● Work item:
The complete data, repeated exactly, should form your response.

=== Begin Enclosure ===

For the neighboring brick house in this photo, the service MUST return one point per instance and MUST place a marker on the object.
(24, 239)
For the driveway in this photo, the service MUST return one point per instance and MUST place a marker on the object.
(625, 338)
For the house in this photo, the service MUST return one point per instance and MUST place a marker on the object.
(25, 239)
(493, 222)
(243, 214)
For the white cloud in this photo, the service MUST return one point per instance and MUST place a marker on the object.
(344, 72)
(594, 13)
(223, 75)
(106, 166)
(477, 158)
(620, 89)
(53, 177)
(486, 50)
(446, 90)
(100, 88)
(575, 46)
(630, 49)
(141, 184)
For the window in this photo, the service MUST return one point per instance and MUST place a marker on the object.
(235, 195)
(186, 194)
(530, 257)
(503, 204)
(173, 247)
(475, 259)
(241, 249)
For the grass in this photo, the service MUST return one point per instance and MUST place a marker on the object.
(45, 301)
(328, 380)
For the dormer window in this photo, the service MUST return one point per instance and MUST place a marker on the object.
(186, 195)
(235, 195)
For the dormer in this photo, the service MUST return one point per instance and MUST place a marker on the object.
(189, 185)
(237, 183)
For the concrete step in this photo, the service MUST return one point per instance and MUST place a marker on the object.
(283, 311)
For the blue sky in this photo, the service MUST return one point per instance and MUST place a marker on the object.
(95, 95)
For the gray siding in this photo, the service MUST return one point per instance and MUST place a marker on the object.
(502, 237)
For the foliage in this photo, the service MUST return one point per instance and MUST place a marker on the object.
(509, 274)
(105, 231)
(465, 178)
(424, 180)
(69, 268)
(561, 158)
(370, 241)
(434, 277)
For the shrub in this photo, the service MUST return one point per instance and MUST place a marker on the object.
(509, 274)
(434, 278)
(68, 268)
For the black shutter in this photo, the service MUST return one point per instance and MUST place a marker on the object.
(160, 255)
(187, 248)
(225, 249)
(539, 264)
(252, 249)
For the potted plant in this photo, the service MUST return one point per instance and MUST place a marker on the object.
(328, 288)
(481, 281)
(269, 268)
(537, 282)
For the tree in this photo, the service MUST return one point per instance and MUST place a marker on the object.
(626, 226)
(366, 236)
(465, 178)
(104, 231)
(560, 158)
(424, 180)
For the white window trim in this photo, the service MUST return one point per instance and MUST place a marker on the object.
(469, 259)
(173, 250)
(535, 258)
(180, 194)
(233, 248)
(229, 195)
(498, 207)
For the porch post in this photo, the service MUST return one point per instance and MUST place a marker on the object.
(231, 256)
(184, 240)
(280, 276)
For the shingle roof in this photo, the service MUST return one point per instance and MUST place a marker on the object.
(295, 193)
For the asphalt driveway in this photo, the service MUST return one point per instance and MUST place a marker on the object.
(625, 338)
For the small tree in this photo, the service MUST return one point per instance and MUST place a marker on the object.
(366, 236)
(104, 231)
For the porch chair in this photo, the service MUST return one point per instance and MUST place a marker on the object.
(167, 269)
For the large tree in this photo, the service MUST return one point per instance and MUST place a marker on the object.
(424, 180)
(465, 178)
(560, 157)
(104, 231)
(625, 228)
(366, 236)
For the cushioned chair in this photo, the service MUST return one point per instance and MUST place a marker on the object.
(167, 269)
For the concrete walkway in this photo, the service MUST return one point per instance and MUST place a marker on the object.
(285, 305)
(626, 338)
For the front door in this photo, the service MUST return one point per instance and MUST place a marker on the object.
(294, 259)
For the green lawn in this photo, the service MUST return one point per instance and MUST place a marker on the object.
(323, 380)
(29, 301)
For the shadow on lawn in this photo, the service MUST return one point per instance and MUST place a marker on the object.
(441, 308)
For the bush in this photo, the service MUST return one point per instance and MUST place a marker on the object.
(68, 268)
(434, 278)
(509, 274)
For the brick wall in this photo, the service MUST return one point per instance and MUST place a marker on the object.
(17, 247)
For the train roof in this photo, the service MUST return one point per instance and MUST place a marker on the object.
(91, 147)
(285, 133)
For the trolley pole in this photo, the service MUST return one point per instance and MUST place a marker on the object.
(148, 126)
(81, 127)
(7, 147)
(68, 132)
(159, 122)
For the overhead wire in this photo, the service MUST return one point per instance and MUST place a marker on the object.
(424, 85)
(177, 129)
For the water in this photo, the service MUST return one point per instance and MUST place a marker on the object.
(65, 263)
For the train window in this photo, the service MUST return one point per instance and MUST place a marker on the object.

=== End Enclosure ===

● Answer section:
For the neighboring brick house in this photo, the service MUST return one point per instance and MUST place a marker on the object.
(24, 239)
For the driveway in this photo, the service MUST return one point per instance and MUST place a marker on the object.
(625, 338)
For the house in this photo, the service MUST return one point per instance and MUST place a marker on the object.
(25, 239)
(493, 222)
(243, 214)
For the white cloud in this photo, the service MUST return one point per instance and MUST place a marker on the object.
(344, 72)
(594, 13)
(223, 75)
(106, 166)
(477, 158)
(620, 89)
(53, 177)
(486, 50)
(446, 90)
(100, 88)
(575, 46)
(630, 49)
(141, 184)
For the window in this photo, the service MUST return one point per instance and MUST place a marker on the object.
(235, 195)
(186, 194)
(530, 257)
(503, 204)
(173, 247)
(475, 259)
(241, 249)
For the grass in this photo, the service MUST return one point per instance and MUST place a marker on the object.
(45, 301)
(328, 380)
For the dormer window in this photo, the service MUST return one point per instance and MUST place a marker on the object.
(186, 195)
(235, 195)
For the dormer in this photo, the service MUST return one point per instance and MUST place a marker on the object.
(189, 185)
(237, 183)
For the concrete step in this photo, the service MUST return one point per instance and MUST place a marker on the object.
(283, 311)
For the blue sky in this photo, the service MUST return one point per instance and MUST place a marker on the object.
(95, 95)
For the gray siding in this photo, the service MUST return one point per instance and MUST place a marker on the object.
(502, 237)
For the foliage in this photo, the service MUST return one point per instance and MUST place a marker on the object.
(509, 274)
(105, 231)
(465, 178)
(424, 180)
(69, 268)
(561, 158)
(370, 241)
(434, 277)
For the shrub in this photo, the service MUST return one point per instance and MUST place a marker on the object.
(509, 274)
(434, 278)
(68, 268)
For the black shutter in this photo, the service MUST return one point per instance and MUST place a marker on the object.
(160, 255)
(187, 248)
(225, 249)
(539, 264)
(252, 249)
For the potted plant in this photo, the service MUST return one point per instance and MUST place a marker on the object.
(328, 288)
(481, 281)
(269, 268)
(537, 282)
For the tree in this photo, the service MUST return one point per instance and MUST place a marker on the object.
(626, 226)
(366, 236)
(465, 178)
(104, 231)
(560, 158)
(424, 180)
For the white window trim in this photo, the service MUST return one point per instance and MUST place a marker on the object.
(469, 259)
(173, 250)
(535, 258)
(180, 194)
(233, 248)
(229, 195)
(498, 207)
For the porch post in this photo, the service MUST return one point per instance and MUST place a marker on the object.
(231, 256)
(184, 240)
(280, 276)
For the shingle roof in this photo, the service MUST return one point per instance and MUST place a marker on the object.
(295, 193)
For the asphalt driveway in this photo, the service MUST return one point per instance and MUST place a marker on the object.
(625, 338)
For the small tree in this photo, the service MUST return one point per instance and MUST place a marker on the object.
(366, 236)
(104, 231)
For the porch chair in this photo, the service MUST return one point per instance and MUST place a marker on the object.
(167, 269)
For the large tree in this photo, the service MUST return one point per instance and MUST place a marker on the object.
(424, 180)
(465, 178)
(560, 157)
(104, 231)
(625, 228)
(366, 236)
For the cushioned chair in this photo, the service MUST return one point per instance and MUST place a marker on the object.
(167, 269)
For the concrete walkway in this photo, the service MUST return one point per instance and MUST place a marker on the object.
(285, 305)
(626, 338)
For the front door in this photo, the service MUST return one point per instance and MUST place a marker on the object.
(294, 259)
For the green lawn in this photo, the service MUST return one point per instance and MUST place a marker on the object.
(323, 380)
(29, 301)
For the shadow on lawn in this photo, the service MUST return one point per instance and MUST place a marker on the object.
(441, 308)
For the bush in this photo, the service MUST return one point per instance and MUST place a marker on the object.
(68, 268)
(434, 278)
(509, 274)
For the brick wall in this photo, the service MUST return one point per instance and MUST place a marker on the object.
(17, 247)
For the train roof in this photo, the service MUST return one point per instance and MUST place a marker on the object.
(91, 147)
(285, 133)
For the trolley pole in this photo, the service MUST return one point per instance and MUST place a marker on the object.
(148, 126)
(81, 127)
(7, 147)
(68, 132)
(159, 122)
For the overhead wire in this photo, the service MUST return one point per instance and MUST place a marker on the object.
(424, 85)
(177, 129)
For the water in this photo, the service MUST return one point per instance and MUST place a marker on the object.
(65, 263)
For the train window in this photo, the service MUST return one point per instance and MUST place a marker on the object.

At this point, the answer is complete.